Every line below that includes the word "white" needs to be copied.

BEGIN

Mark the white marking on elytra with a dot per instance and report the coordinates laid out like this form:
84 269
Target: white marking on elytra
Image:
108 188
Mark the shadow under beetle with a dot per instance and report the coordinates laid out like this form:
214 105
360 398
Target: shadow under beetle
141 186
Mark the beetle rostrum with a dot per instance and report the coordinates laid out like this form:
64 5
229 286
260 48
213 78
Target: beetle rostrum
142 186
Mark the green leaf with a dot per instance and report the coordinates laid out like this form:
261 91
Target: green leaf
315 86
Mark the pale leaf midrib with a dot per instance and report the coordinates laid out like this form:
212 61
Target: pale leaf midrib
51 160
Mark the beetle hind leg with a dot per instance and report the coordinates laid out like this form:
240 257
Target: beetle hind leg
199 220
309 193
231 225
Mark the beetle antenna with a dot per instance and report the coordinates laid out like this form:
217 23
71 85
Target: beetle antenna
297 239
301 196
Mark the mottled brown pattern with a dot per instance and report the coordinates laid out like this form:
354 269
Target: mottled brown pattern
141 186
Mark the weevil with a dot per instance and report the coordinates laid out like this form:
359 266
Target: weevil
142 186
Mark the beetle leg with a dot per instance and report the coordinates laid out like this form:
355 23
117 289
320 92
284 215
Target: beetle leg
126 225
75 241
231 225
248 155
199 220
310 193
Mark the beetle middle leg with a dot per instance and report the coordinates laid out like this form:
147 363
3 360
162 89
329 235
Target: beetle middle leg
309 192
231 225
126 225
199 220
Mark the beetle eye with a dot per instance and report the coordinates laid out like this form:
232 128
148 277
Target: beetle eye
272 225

END
BEGIN

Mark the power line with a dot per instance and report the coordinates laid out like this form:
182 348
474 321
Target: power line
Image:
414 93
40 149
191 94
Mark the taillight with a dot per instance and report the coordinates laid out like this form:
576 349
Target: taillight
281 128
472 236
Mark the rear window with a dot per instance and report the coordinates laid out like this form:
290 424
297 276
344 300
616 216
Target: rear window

END
BEGIN

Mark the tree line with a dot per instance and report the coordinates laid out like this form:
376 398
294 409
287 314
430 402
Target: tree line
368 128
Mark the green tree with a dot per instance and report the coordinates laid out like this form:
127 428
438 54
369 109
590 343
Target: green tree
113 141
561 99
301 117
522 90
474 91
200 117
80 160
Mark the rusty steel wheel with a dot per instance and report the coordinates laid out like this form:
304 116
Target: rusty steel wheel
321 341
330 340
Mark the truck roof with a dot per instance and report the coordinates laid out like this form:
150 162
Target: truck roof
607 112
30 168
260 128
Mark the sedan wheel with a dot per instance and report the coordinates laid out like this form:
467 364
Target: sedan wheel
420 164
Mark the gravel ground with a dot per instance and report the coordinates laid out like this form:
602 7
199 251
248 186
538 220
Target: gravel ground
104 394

END

Task result:
Mark the white marking on elytra with a dot per instance and report the coordinates laid out like this form:
Target: white marking on elytra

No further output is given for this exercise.